(Image point grounding data)
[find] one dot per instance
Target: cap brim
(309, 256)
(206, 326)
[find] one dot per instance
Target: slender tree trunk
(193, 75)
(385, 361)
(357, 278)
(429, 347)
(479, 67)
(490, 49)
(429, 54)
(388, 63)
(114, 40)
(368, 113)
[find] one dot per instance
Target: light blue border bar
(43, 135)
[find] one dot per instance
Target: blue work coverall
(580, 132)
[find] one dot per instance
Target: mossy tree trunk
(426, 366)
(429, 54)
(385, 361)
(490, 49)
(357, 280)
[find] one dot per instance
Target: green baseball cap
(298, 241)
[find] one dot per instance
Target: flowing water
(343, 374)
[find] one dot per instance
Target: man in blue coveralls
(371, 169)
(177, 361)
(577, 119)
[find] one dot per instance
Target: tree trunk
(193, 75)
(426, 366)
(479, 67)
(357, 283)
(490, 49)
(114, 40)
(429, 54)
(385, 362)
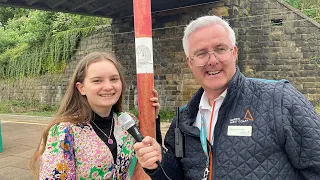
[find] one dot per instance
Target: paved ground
(20, 137)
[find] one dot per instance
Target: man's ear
(189, 62)
(80, 88)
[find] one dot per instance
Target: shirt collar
(204, 102)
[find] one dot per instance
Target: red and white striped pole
(144, 65)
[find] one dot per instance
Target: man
(235, 127)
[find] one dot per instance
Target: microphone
(128, 124)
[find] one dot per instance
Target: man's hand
(148, 152)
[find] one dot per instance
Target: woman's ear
(80, 88)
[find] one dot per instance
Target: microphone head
(126, 121)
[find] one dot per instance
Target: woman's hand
(155, 101)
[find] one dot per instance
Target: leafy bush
(35, 42)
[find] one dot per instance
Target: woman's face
(102, 86)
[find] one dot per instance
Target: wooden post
(1, 147)
(145, 77)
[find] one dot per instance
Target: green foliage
(37, 42)
(7, 13)
(309, 7)
(27, 108)
(318, 109)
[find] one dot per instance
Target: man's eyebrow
(198, 50)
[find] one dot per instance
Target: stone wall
(274, 40)
(278, 42)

_WHAT IS BEING ASKED_
The result consists of the line with "Target: red and white striped pole" through the last line of the entries above, repeated exactly and with nothing else.

_EXPECTED ANSWER_
Target: red and white striped pole
(144, 65)
[find] one dot per instance
Target: man
(235, 127)
[find] one dot per instance
Target: microphone
(128, 124)
[find] one dot per instance
Target: man's hand
(148, 152)
[find] one dot per instance
Target: woman's ear
(80, 88)
[find] one dot per instance
Target: microphone head
(126, 121)
[find] one dot per instance
Target: woman's hand
(155, 101)
[find] one dot per instance
Target: leafy bush
(35, 42)
[find] one dot per instance
Target: woman's face
(102, 86)
[find] one dot per instance
Target: wooden post
(1, 147)
(145, 77)
[find] one dot per instance
Target: green foliage
(37, 42)
(7, 13)
(309, 7)
(27, 108)
(318, 109)
[find] one dot per instance
Target: man's eyebrow
(198, 50)
[find] one dot per instance
Target: stone wall
(274, 40)
(278, 42)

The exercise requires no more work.